Stored entries:
+ + + + +
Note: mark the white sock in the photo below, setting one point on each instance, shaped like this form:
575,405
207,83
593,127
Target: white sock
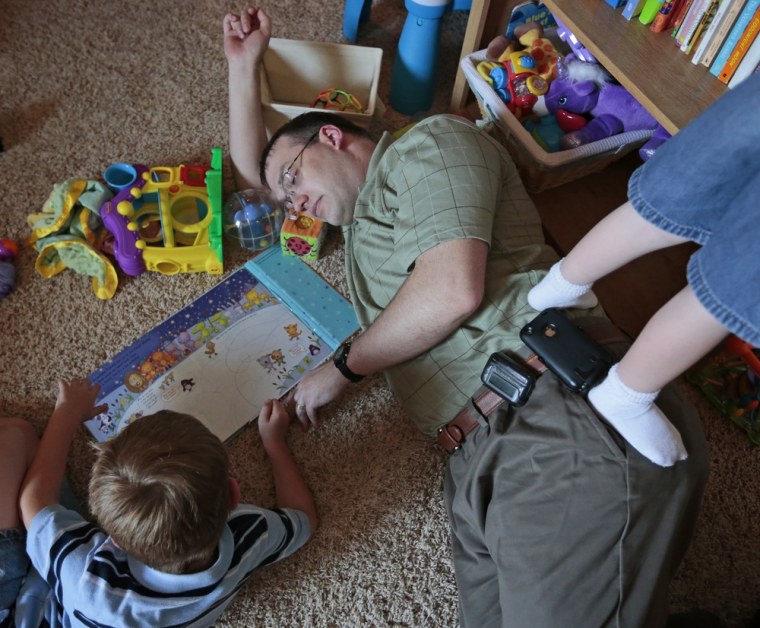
638,420
556,291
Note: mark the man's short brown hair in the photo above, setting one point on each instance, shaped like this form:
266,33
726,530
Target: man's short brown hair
160,489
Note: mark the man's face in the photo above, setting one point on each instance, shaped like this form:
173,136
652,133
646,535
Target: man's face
316,177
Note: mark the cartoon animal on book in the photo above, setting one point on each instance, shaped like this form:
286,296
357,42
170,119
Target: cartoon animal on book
612,109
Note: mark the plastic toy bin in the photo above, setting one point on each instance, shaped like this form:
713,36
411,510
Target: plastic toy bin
295,72
538,169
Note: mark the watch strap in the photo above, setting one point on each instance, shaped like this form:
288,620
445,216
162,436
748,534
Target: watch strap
341,363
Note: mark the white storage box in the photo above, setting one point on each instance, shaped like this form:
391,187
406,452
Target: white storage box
295,72
540,170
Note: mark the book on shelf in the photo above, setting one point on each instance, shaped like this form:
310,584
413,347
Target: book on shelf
650,11
734,36
633,8
704,23
711,30
691,21
748,65
724,28
742,46
678,17
664,16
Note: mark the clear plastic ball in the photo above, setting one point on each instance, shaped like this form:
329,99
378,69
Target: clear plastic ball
253,218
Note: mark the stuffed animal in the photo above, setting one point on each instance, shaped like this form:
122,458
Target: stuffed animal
612,109
8,250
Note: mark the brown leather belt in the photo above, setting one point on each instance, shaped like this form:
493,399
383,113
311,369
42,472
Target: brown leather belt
485,401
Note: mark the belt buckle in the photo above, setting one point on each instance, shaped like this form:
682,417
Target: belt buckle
455,433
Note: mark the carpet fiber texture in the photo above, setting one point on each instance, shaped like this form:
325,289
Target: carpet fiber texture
85,84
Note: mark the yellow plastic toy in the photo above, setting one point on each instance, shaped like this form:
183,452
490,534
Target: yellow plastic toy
302,237
67,234
167,219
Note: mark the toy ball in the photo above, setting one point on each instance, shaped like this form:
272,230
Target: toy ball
253,218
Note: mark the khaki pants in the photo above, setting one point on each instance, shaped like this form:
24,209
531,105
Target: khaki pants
555,522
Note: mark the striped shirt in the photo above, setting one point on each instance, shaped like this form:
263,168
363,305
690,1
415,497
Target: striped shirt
92,582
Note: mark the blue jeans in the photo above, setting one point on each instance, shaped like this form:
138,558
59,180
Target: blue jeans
14,563
704,184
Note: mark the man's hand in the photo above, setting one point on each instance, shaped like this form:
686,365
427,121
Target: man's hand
274,423
76,401
246,36
316,389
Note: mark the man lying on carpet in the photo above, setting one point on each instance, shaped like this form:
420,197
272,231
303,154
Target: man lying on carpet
555,520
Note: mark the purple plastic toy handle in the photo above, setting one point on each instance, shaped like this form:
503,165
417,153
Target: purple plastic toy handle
127,254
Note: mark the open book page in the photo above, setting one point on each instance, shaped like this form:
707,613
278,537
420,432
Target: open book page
219,358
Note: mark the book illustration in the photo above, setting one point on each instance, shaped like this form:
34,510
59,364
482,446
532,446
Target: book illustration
219,358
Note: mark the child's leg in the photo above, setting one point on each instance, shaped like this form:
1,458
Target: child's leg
18,442
678,335
620,237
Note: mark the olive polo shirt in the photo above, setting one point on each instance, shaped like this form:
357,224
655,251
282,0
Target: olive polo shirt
445,179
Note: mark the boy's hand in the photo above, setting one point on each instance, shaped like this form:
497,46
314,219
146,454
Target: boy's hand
246,36
76,400
274,423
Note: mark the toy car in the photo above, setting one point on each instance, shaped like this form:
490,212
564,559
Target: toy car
517,83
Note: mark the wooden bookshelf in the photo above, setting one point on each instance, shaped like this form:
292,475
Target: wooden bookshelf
648,64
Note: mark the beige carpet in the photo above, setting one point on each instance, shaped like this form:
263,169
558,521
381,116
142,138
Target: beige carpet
85,84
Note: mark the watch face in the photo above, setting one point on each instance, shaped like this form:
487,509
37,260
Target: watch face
341,356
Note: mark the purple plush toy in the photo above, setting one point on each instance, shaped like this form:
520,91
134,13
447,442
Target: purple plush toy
8,250
613,109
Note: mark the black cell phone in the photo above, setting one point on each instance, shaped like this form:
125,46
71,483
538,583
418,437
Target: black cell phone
508,378
568,351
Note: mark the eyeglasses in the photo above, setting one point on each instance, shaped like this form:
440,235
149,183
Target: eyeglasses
289,176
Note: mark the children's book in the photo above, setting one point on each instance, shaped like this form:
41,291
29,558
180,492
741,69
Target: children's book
249,339
711,31
748,65
726,24
741,48
733,36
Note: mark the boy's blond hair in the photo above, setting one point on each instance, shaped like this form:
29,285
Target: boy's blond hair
160,489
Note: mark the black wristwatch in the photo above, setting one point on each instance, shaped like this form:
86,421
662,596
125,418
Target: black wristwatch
340,359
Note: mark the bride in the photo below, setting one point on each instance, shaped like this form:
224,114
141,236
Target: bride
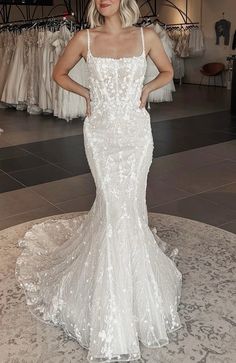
104,276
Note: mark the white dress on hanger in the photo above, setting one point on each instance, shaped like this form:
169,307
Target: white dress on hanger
103,276
163,94
11,88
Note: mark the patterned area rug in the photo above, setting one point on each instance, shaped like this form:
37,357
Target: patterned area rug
207,310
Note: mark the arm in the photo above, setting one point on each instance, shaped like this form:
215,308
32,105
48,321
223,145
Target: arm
162,62
73,52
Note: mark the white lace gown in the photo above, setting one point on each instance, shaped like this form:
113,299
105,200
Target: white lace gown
104,276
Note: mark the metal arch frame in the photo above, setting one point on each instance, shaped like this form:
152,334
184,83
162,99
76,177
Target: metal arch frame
81,7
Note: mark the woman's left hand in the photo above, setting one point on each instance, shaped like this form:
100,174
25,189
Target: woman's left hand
144,97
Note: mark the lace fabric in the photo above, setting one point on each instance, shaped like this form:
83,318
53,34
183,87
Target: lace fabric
106,277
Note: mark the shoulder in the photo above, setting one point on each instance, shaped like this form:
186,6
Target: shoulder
150,36
149,32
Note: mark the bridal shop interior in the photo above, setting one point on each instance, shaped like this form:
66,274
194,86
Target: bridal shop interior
191,184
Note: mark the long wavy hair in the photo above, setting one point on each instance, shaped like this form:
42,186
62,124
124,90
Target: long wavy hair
129,14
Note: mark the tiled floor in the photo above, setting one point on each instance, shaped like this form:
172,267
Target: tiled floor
193,173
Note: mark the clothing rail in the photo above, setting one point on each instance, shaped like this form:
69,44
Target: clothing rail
181,24
63,17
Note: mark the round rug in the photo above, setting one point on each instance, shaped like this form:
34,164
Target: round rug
206,260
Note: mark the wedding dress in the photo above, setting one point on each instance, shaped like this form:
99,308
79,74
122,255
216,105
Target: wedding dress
104,276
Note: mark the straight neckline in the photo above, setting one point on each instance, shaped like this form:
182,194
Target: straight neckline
89,53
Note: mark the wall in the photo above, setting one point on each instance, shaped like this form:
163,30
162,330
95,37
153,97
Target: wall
207,12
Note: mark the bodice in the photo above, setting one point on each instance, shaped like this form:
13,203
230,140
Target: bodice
115,83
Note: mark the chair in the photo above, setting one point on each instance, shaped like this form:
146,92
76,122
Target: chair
213,70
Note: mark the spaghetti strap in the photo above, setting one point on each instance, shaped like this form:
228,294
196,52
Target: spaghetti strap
88,37
142,36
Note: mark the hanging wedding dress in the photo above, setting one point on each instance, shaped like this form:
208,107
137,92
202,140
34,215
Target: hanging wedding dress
104,276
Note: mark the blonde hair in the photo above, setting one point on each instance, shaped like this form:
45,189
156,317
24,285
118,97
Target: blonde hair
129,13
+ + + + +
## Your assignment
Where a line of the records has the string "below", copy that line.

## Answer to the exercise
Note: mark the white sock in the photo below, setting one point on each instance, shaped like this form:
Note: mark the bride in the photo below, setting one point on each instance, shaped like this form:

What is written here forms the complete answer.